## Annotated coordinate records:
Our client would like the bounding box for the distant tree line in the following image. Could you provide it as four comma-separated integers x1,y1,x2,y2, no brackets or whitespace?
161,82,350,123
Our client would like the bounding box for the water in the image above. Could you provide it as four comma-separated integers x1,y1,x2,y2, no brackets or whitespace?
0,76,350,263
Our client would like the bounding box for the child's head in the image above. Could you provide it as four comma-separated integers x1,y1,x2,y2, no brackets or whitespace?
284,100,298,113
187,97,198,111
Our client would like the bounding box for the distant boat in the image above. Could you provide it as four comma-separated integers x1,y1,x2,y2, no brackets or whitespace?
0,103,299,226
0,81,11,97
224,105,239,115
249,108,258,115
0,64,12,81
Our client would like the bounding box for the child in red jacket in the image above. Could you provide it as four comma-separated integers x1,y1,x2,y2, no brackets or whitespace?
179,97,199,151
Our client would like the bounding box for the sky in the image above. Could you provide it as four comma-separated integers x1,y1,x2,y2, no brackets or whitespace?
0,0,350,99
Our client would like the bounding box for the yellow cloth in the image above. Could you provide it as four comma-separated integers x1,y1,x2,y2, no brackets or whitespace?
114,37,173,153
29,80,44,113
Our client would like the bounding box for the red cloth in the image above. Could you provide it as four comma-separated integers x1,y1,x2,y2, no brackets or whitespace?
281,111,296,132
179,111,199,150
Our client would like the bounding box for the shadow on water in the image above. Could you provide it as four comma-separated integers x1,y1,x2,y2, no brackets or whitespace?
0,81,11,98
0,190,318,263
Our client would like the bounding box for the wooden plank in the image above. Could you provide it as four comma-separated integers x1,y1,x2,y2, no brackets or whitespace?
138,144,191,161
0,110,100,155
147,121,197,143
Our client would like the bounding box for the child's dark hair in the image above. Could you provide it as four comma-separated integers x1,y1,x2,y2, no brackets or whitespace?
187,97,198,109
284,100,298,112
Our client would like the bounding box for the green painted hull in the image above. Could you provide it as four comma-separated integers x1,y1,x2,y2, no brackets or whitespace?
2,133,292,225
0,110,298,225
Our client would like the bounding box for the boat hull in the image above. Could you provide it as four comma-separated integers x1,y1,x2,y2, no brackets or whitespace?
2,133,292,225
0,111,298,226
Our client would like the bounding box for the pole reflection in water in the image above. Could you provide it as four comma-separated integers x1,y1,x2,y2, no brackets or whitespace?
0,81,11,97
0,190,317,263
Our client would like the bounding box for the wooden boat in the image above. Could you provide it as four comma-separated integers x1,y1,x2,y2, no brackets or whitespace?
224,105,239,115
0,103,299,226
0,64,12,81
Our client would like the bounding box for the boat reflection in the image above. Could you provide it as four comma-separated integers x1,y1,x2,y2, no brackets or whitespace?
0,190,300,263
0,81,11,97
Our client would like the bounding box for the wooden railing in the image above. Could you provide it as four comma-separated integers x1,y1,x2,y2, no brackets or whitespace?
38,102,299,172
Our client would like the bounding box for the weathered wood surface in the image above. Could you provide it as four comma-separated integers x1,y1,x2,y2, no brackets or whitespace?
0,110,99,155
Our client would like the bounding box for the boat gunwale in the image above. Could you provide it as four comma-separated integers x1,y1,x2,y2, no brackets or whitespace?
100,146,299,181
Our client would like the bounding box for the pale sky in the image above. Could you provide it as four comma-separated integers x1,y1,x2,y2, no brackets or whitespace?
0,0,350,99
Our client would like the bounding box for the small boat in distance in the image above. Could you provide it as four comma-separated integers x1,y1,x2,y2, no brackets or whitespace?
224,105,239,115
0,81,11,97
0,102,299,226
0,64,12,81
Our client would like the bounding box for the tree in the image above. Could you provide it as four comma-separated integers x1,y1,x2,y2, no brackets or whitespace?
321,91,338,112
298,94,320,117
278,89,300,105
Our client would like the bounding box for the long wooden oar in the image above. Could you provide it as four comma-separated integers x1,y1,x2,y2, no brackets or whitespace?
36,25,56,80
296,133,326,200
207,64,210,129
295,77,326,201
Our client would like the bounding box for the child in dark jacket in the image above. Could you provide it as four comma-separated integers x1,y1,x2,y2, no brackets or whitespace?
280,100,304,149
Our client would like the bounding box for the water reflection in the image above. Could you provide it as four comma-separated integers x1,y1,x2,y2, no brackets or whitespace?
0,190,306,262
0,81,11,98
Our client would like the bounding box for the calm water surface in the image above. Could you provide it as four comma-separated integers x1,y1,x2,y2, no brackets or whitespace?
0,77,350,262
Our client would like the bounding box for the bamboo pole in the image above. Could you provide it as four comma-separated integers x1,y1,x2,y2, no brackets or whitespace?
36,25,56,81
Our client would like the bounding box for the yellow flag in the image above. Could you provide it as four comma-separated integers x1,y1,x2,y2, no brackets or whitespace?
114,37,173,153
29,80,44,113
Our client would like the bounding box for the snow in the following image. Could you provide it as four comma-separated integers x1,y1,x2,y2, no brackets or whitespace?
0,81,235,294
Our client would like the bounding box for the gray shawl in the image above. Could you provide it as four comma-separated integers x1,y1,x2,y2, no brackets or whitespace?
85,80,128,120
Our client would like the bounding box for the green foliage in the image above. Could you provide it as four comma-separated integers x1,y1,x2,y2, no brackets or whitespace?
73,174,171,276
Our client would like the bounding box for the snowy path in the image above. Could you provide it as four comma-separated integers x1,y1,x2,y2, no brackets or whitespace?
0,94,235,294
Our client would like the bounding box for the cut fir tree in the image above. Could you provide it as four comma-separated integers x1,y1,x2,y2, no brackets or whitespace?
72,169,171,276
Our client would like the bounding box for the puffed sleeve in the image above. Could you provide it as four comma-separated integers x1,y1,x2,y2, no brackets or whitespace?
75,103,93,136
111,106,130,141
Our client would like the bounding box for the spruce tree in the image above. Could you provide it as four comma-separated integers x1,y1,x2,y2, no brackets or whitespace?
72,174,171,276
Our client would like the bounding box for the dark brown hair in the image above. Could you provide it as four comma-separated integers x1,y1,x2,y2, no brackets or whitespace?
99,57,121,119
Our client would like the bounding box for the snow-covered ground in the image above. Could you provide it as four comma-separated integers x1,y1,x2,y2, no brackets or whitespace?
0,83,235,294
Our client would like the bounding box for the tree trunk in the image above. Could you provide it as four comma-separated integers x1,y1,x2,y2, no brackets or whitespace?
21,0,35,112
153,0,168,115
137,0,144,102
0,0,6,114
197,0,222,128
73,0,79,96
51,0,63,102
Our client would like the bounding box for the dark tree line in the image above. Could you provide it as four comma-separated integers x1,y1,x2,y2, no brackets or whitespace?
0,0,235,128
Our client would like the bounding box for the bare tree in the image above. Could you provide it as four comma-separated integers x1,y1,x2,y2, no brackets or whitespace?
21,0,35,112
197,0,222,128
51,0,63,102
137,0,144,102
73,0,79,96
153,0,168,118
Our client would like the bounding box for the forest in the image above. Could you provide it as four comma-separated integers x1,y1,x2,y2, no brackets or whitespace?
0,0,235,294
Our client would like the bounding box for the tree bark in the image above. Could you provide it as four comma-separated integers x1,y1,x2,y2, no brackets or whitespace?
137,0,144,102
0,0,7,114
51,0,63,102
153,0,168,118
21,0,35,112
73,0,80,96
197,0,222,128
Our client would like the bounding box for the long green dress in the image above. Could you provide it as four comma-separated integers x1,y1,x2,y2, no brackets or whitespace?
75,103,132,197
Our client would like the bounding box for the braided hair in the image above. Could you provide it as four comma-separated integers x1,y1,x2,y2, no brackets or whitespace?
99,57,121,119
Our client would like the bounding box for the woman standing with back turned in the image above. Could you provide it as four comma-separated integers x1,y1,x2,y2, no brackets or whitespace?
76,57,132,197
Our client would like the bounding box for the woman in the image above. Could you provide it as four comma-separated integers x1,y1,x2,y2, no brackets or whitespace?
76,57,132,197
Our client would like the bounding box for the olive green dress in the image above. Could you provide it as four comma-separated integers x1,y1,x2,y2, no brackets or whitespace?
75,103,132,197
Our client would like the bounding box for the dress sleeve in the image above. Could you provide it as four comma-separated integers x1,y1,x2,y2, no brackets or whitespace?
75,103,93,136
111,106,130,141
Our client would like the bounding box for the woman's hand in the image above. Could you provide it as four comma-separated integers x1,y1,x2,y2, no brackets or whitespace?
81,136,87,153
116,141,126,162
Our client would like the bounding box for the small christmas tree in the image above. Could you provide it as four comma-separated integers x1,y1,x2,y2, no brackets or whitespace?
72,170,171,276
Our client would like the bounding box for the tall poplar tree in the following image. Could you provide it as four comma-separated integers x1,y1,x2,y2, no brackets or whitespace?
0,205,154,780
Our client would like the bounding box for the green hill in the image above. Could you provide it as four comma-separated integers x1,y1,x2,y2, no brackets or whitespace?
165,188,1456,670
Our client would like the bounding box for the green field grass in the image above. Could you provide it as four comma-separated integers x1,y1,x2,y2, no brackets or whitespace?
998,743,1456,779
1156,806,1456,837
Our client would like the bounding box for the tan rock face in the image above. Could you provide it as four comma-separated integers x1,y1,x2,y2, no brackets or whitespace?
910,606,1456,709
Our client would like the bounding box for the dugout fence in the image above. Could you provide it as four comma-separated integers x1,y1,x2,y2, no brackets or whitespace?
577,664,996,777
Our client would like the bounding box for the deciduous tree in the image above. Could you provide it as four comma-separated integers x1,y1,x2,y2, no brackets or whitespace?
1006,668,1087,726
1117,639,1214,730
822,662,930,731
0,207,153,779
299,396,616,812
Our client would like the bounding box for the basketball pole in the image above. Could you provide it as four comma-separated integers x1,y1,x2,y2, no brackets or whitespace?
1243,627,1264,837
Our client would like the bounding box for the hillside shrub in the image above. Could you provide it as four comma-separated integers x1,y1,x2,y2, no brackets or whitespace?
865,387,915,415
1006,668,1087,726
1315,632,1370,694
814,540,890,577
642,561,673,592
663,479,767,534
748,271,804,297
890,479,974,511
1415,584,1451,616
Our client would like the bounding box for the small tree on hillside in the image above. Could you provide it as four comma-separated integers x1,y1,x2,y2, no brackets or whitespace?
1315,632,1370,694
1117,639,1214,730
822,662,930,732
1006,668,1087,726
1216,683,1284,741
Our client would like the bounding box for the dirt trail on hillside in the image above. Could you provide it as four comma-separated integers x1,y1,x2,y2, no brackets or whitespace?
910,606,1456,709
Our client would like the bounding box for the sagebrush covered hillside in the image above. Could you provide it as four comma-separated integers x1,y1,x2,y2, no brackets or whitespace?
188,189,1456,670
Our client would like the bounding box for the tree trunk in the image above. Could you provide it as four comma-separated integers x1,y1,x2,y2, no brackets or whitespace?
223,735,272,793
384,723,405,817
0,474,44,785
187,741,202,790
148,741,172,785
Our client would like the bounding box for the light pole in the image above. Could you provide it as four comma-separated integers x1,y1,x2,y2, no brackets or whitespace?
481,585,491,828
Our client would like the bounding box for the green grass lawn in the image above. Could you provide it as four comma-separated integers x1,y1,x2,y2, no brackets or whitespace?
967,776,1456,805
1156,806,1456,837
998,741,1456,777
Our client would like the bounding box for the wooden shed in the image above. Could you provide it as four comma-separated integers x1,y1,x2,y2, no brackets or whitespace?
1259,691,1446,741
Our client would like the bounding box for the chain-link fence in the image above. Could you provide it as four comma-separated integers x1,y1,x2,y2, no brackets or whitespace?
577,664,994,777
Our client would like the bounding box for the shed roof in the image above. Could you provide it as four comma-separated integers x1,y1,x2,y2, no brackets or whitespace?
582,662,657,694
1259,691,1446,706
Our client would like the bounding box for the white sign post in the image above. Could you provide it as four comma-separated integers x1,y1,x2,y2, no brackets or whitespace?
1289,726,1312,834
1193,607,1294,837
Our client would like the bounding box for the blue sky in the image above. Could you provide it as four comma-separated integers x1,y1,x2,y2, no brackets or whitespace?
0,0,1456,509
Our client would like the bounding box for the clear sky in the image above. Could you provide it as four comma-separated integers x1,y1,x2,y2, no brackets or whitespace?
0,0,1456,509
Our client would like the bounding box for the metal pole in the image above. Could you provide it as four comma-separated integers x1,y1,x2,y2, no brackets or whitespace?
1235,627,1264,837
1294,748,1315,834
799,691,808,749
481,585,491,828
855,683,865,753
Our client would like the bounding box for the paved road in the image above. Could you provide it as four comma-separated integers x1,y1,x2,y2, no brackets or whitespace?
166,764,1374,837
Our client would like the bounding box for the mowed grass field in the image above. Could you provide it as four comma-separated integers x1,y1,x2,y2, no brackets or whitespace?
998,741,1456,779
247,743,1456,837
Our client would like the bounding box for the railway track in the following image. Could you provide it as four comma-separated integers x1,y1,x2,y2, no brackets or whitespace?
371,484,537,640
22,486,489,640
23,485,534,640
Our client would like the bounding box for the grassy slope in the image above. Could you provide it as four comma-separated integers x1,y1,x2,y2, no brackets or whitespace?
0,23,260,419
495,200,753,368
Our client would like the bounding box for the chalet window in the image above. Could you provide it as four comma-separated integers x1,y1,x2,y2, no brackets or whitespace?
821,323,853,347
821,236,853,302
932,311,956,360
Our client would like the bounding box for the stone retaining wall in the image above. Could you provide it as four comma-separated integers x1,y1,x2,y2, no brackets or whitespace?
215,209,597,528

## Task requirements:
Reproduce the lines from the one containing "Our client would like the bounding box for the blue" up to and including the one containing "855,683,865,753", with the requests left unchanged. Shift every bounding-box coordinate by adding 109 to it.

## Solved exercise:
Our client would like the bounding box for the blue sky in the image above. Could you provide it as four comma-separated integers x1,y1,x2,y2, no brackets or whitespace?
109,109,1565,618
Our client would like the bounding box for the clear sky in the image above. Could you provide it as four comma-separated integers x1,y1,x2,y2, no brackets or whitespace?
109,109,1565,618
Our client would like the bounding box for the metal pole in the image above. Could you provide it as four comma-separated integers x1,y1,x2,y2, no brackets or whitespace?
1344,736,1373,946
1403,857,1424,943
908,800,917,858
590,694,600,937
964,792,974,862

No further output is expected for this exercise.